I think George Takei is one of the best examples of a positive influence on our community. He has lived through so much and had to overcome so much adversity and still is a smiling happy person. I can only hope that one day I would be able to have as much influence on the world as him. My aspirations are much bigger than modeling. I want Colby Melvin one day to be a brand, not just a name. I want it to represent a gay lifestyle: clothing, skin care, home decor, travel, fitness, and mental health.
You’ve talked about how supportive your mom has been. How does she feel about your nude pics online?
My mom and I are very close. I can tell her anything. She knows that I am going to do whatever I want and she would rather me tell her things instead of keeping secrets from her. I’ve never shared this, but whenever I first came out and I lost my job I couldn’t find work. I was only a day away from signing up to do porn. Luckily the day before I was going to book my flights to the shoot I got an email saying I got a job. I even told her about that. She wasn’t too thrilled about the idea. Luckily I didn’t have to. I can’t imagine where my life would be if I had gone through with doing porn. She completely supports all of my modeling and underwear career. Her friends are even following my work. It gets a little strange when her friends ask her if she can get them a pair of my underwear.
At Queerty, it’s amusing how many underwear lines hit us up to showcase their models and their styles. Sometimes it seems gay men must have big underwear budgets.
The underwear industry has taken a big dip in sales in the past couple of years. When I first started modeling the men’s designer underwear industry was just coming to the forefront. So my success was mostly due to timing. That and the amazing director Brad Hammer cast me in marketing videos and helped me make my career what it is today. He’s responsible for pretty much every gay viral video out there. We have continued to work together even to this day. I describe my designs as a static juvenile sophistication. Basically as if an adult went back to kindergarten. That includes way more than underwear. To succeed as a brand today you can no longer just be an underwear brand. You have to diversify your product catalog. Hopefully when I am finally able to launch this next line it will include underwear, swimwear, shirts, shorts, pants, and more!
How’s your dating life been since your breakup last year?
My last boyfriend is the first man I ever really loved. The hard part about the break up was that we still love each other. We just couldn’t be together because of other circumstances. It would have been much easier if he would have been an asshole or done something wrong, but he really is an amazing man. He taught me what it really meant to be loved by someone. Since then I have taken time to be comfortable with just myself. For the first time in my life I can honestly say I am comfortable with just myself. This is the longest I’ve been single since I came out. I have grown a lot emotionally. I am approaching each guy that I meet with a better sense of what I want and not just jumping into a relationship because I am lonely. Because of my very public social media presence, I struggle with finding a man that wants to do more than just have sex. Plenty of men see me as a sex object, but few are really interested in getting to know me and pursue something past the bedroom. Don’t get me wrong, I have had some amazing sex in my 20s, but I find sex with someone that I have a real connection with much more for fulfilling than just a random hookup.
What’s your favorite queer destination?
Hands-down Sydney, Australia. I went for Marty Gras two years ago and had the time of my life. The last two days of my trip I spent researching what it would take to move to Sydney. If you’ve never been, it’s my number one recommendation in the world.
Last Q: What are you reading right now?
I love listening to audio books while I work. Currently, I’m listening to Chelsea Handler’s My Horizontal Life. It is seriously the funniest book I’ve ever come across. Other than that, I like listening to a variety of tropical house podcasts on SoundCloud.
----------------------------------------
TASKS TO PERFORM:
(1) From the interview, list every area of life that Colby Melvin wants his brand to represent.
(2) Retype the part of the interview starting with "I love listening" and going on through "podcasts on SoundCloud.".

DATA:
----------------------------------------
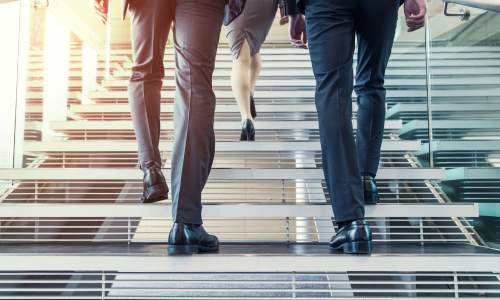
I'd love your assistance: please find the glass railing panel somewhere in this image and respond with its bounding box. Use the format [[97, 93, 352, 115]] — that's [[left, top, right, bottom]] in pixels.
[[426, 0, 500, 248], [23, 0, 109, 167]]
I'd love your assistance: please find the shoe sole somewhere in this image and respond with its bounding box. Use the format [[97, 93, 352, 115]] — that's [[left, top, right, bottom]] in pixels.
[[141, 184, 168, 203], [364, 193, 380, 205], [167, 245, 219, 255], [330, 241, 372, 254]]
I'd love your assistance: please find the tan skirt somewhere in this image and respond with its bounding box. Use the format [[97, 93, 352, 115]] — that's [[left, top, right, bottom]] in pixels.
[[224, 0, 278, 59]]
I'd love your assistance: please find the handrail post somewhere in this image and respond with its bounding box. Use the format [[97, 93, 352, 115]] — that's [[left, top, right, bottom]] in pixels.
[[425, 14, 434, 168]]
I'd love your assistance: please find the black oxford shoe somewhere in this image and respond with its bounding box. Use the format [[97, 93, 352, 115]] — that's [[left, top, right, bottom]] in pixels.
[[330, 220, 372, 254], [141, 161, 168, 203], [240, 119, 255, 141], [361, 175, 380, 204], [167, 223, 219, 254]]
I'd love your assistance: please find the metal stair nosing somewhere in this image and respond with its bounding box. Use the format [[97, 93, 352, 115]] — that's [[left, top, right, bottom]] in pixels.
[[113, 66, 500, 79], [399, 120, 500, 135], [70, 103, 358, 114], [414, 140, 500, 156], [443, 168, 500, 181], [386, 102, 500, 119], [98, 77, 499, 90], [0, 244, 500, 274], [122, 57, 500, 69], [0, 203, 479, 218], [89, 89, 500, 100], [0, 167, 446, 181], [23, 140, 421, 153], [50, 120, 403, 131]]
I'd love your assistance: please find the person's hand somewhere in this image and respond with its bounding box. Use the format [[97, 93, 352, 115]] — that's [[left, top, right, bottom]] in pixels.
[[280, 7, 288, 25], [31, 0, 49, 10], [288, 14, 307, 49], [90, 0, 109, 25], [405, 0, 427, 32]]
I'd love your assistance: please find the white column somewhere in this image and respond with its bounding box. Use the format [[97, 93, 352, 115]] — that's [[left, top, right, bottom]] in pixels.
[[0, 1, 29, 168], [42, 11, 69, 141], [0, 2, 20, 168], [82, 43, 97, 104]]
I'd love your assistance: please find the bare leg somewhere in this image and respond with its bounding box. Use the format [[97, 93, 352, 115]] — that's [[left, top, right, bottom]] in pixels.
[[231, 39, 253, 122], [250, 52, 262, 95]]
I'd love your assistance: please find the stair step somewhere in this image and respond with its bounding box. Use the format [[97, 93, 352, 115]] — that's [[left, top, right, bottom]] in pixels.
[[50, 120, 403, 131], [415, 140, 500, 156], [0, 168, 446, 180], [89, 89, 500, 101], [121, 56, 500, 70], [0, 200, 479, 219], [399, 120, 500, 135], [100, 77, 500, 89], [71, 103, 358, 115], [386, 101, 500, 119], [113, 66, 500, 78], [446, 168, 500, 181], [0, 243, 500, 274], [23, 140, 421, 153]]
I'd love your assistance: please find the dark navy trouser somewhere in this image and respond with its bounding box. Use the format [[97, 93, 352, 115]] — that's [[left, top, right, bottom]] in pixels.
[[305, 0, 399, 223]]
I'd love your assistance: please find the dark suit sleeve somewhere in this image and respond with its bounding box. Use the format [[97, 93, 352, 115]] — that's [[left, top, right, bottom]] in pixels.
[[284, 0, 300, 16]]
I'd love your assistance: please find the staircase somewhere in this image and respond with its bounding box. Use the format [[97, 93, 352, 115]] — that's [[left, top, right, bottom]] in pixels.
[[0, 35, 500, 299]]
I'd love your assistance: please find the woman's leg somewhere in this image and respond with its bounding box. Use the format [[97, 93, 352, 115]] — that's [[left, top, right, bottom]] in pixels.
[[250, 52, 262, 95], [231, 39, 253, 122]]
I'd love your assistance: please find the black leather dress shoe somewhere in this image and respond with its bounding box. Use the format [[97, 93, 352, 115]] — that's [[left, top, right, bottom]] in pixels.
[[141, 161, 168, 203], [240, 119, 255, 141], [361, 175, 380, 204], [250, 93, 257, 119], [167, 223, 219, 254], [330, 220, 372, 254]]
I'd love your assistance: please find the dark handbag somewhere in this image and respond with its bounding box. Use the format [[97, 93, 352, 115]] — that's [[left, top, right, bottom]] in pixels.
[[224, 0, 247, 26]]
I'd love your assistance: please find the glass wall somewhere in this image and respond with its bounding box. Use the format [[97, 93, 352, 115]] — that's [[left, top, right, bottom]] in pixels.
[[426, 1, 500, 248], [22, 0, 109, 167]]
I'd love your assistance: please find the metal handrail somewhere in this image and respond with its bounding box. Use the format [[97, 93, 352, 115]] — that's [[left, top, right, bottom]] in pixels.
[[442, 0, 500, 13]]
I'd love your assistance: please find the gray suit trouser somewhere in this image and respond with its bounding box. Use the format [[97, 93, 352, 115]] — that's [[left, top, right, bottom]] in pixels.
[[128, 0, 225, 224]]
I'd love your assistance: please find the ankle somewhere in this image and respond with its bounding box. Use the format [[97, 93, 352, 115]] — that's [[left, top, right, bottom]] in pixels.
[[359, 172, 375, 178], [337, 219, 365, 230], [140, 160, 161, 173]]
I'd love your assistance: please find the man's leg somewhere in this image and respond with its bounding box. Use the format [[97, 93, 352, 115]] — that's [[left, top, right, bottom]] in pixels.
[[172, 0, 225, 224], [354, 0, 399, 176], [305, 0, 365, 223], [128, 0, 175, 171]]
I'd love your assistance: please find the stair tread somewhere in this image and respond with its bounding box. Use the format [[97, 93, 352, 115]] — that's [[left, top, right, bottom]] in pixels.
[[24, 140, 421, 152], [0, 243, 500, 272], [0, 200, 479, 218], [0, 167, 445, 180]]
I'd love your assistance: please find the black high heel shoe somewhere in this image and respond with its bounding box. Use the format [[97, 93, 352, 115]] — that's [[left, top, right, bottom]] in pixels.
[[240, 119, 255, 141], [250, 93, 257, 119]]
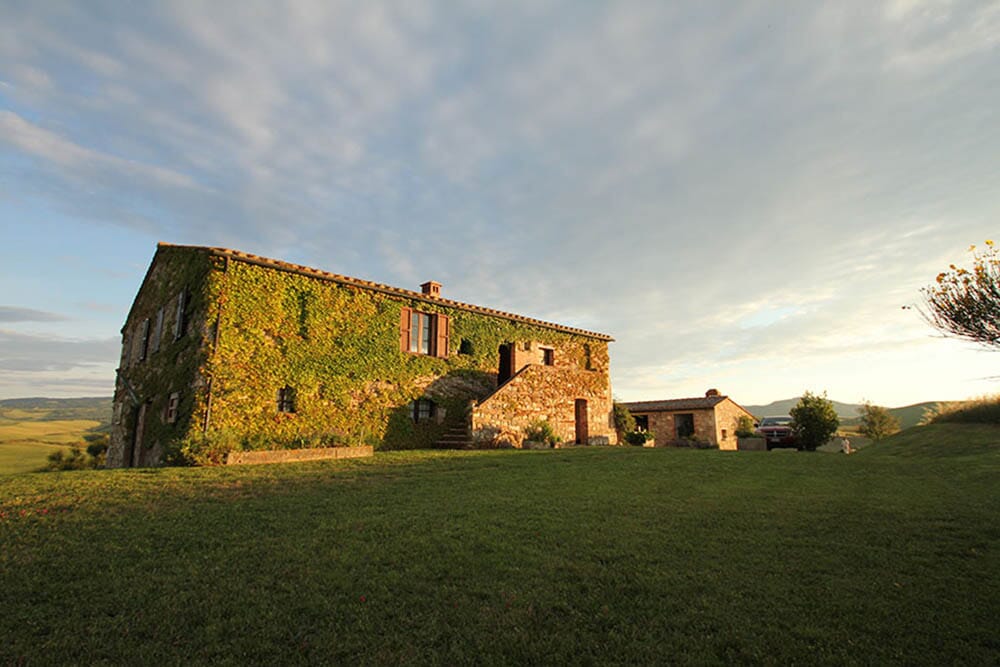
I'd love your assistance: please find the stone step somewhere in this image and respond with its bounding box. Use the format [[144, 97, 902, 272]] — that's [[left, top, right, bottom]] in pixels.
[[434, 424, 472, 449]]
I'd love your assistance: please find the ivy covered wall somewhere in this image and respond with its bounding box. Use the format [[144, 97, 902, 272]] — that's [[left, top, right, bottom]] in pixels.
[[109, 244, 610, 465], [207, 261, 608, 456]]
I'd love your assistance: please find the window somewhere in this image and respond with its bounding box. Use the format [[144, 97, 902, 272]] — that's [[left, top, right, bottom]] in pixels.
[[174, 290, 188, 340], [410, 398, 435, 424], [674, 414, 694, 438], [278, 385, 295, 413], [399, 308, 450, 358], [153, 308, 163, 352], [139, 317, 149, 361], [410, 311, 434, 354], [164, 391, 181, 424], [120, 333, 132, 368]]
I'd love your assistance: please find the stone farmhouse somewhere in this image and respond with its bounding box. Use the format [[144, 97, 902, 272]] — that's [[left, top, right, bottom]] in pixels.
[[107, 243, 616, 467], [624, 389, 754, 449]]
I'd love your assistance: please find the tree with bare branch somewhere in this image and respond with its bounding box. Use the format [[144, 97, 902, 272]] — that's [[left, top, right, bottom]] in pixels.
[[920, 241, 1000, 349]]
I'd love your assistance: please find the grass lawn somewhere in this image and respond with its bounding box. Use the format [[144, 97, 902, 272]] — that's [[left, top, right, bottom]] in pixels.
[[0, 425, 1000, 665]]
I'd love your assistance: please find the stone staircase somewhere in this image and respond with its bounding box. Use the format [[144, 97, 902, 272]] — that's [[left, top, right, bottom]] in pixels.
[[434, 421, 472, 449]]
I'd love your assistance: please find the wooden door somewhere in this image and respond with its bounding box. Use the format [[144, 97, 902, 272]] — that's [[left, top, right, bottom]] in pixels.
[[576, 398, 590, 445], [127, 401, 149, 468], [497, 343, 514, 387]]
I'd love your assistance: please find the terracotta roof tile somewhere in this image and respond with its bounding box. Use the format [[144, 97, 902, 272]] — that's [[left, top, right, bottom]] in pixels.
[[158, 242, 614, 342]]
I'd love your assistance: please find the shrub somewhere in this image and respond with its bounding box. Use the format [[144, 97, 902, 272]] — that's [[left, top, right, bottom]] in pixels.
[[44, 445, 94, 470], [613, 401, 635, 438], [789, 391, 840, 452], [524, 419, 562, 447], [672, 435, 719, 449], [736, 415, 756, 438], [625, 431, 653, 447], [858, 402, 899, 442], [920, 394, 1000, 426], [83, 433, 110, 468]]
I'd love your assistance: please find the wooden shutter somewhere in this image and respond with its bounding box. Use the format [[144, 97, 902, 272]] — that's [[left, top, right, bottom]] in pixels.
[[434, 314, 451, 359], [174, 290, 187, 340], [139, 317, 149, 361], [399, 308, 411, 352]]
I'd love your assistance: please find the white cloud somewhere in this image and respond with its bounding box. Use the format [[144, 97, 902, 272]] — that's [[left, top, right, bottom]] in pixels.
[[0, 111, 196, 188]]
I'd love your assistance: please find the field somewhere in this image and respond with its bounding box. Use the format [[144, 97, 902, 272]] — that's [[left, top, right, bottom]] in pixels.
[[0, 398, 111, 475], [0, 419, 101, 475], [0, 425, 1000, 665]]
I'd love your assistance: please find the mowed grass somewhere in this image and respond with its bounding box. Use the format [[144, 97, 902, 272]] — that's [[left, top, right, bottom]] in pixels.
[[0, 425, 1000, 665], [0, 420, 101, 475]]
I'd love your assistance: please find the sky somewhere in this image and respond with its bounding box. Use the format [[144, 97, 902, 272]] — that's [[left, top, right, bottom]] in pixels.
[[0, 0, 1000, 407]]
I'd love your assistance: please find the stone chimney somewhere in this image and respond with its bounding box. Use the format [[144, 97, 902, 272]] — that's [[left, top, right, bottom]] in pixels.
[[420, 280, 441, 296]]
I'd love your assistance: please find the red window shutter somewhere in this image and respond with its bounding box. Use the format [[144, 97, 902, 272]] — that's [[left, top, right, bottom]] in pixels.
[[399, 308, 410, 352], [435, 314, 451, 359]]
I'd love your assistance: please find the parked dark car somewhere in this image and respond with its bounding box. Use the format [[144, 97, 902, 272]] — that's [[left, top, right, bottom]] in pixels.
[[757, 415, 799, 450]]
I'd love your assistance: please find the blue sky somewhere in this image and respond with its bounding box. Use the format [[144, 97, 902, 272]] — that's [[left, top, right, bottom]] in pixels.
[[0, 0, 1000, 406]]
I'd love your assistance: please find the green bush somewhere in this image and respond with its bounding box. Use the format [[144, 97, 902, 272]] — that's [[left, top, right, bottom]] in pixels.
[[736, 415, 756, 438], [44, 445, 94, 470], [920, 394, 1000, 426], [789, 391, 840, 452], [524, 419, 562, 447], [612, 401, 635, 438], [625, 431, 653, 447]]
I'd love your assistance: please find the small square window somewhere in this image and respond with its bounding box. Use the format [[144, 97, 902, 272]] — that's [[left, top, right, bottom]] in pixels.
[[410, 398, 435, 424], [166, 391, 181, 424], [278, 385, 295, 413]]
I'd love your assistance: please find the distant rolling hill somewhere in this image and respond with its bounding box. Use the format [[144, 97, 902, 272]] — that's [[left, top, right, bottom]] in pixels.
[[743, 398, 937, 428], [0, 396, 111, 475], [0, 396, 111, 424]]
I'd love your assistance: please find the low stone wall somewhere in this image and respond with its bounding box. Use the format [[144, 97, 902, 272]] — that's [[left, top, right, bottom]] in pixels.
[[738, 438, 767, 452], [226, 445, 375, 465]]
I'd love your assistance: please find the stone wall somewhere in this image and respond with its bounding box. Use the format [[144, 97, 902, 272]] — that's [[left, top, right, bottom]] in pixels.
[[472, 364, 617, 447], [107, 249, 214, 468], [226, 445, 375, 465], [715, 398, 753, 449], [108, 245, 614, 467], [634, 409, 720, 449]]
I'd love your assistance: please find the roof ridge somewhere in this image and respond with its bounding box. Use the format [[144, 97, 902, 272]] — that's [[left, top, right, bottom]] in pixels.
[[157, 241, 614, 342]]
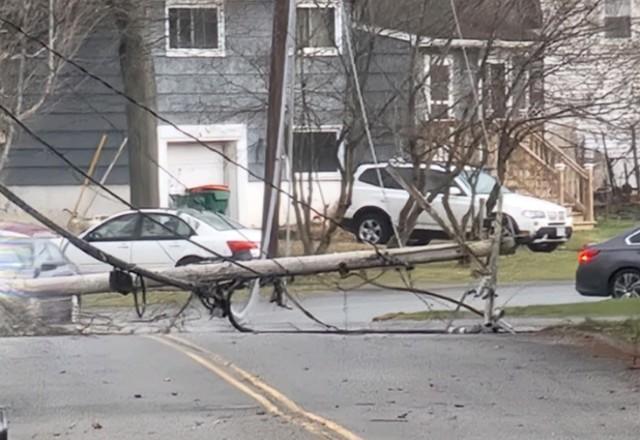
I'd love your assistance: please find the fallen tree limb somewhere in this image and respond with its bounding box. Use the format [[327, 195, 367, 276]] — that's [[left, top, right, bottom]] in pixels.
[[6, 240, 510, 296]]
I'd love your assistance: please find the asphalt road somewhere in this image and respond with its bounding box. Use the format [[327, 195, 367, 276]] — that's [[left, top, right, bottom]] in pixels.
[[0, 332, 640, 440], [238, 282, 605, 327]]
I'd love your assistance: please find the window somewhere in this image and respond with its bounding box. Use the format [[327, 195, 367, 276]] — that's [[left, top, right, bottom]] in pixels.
----------------------------------------
TASK-BY-TASK RESULTS:
(1) clothing, skin care, home decor, travel, fitness, mental health

(2)
I love listening to audio books while I work. Currently, I’m listening to Chelsea Handler’s My Horizontal Life. It is seriously the funniest book I’ve ever come across. Other than that, I like listening to a variety of tropical house podcasts on SoundCloud.